## Activity:
Every line of the listing should be retyped exactly, but none of the pictures should be.

## Raw data:
:::::
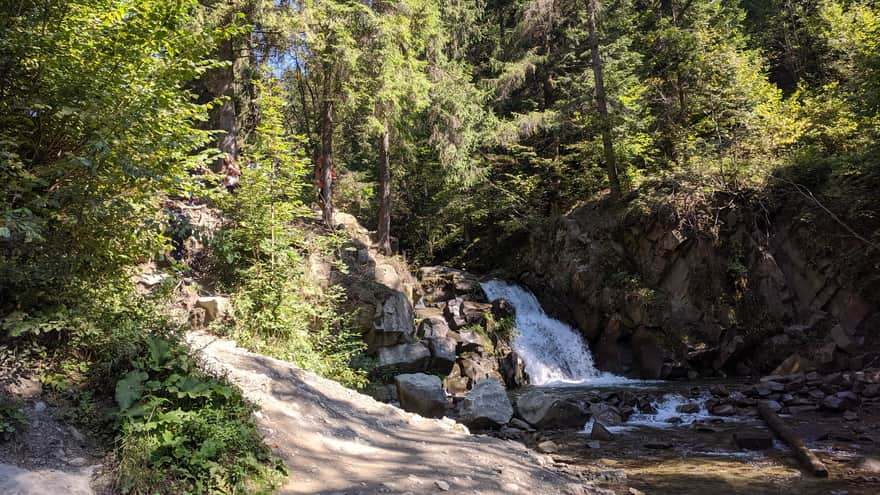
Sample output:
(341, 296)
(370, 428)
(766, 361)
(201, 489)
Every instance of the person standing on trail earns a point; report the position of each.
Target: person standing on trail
(319, 172)
(232, 173)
:::::
## Final answer:
Sample output:
(341, 296)
(370, 428)
(766, 361)
(201, 489)
Every instance of the person standing on trail earns a point; report the position of each.
Target: person standing on trail
(319, 172)
(232, 173)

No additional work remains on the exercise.